··· PASSAGE FOURNI ···

Châteauneuf-du-Pape

Face au climat

Texte: Birte Jantzen / Photos: Stéphane Chalaye, Guenhael Kessler

Châteauneuf-du-Pape est sans doute l’appellation la plus renommée du sud de la vallée du Rhône. Il est d’autant plus étonnant d’y trouver en son cœur un paisible village de 2000 âmes, en lieu et place de châteaux chatoyants. Le temps semble s’y être arrêté, mais les apparences sont trompeuses: les vignerons de Châteauneuf s’emploient discrètement à imaginer la viticulture de demain.

··· DONNÉES RECUEILLIES ···

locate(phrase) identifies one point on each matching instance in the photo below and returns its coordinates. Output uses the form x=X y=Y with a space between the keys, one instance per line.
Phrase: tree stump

···

• TRAVAIL À RÉALISER: Pouvez-vous restituer à l'identique le passage du texte sur Châteauneuf-du-Pape qui va de « Châteauneuf-du-Pape est sans » jusqu'à « viticulture de demain. » inclus ?

• RÉPONSE CI-DESSOUS:
Châteauneuf-du-Pape est sans doute l’appellation la plus renommée du sud de la vallée du Rhône. Il est d’autant plus étonnant d’y trouver en son cœur un paisible village de 2000 âmes, en lieu et place de châteaux chatoyants. Le temps semble s’y être arrêté, mais les apparences sont trompeuses: les vignerons de Châteauneuf s’emploient discrètement à imaginer la viticulture de demain.